● **Text passage**:

The UK Budget

Autumn Budget 2024: How does the Budget affect commercial real estate in England?

Published on 7th Nov 2024

The spending measures announced largely reflect the government's commitments to deliver housing and planning reform

Three apartment buildings with balconies

Last week, the chancellor announced a Budget aiming to restore stability in the economy and drive growth. Headline tax rises include increasing capital gains tax (CGT) rates, although residential property was spared, and significant investment in housing, planning reform, infrastructure and green energy were also announced.

What are the principal Budget announcements affecting the real estate sector?

Tax measures

Stamp duty land tax

Increases in stamp duty land tax (SDLT) for non-primary residences were announced. Higher rates for the additional dwellings surcharge, which applies to second homes, buy-to-lets and companies purchasing residential property, was raised from 3% to 5% with effect from 31 October 2024 (although most contracts exchanged in advance should not be affected by the increase). The measure is said by the government to provide first time buyers and movers with a "comparative advantage" by freeing up housing stock.

The single rate of SDLT payable by companies purchasing dwellings over £500,000 was also increased, from 15% to 17% (again, from 31 October 2024).

These measures are likely to affect those looking to invest in residential rental property. This could have wider consequences for the market, which has also had to deal with high mortgage costs and is braced for the forthcoming extensive reforms proposed in the Renters' Rights Bill.

Capital gains tax

Despite the increases to the main rates of CGT,  rates for residential property remain unchanged. Adding further to the tax burden was perhaps considered a step too far for the sector if coupled with the SDLT increases discussed above.

For further details on changes to CGT and its reliefs, see our Insight discussing the UK business tax measures announced.

● **Tasks to perform**:
1) Name every area of significant investment that the Budget article says was announced.
2) Echo the Budget article word for word, beginning at the words "Three apartment buildings" and stopping after "were also announced.".

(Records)
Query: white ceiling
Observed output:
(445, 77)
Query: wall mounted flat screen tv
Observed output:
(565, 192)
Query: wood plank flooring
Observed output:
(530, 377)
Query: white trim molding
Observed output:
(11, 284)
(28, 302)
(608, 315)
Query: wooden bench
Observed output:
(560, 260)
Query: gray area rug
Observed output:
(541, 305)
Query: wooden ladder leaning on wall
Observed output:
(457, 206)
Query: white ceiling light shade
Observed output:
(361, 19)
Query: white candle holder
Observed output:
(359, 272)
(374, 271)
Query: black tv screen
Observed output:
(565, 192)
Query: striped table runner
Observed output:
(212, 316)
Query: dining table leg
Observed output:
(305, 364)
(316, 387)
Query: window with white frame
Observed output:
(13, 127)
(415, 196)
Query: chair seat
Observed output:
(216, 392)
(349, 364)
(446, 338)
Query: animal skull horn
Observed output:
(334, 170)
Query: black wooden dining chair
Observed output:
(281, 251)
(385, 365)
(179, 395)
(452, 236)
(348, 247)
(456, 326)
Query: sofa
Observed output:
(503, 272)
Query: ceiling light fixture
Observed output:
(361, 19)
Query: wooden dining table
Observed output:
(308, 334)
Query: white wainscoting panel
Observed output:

● **Results for each task**:
1) Housing, planning reform, infrastructure, and green energy.

2)
Three apartment buildings with balconies

Last week, the chancellor announced a Budget aiming to restore stability in the economy and drive growth. Headline tax rises include increasing capital gains tax (CGT) rates, although residential property was spared, and significant investment in housing, planning reform, infrastructure and green energy were also announced.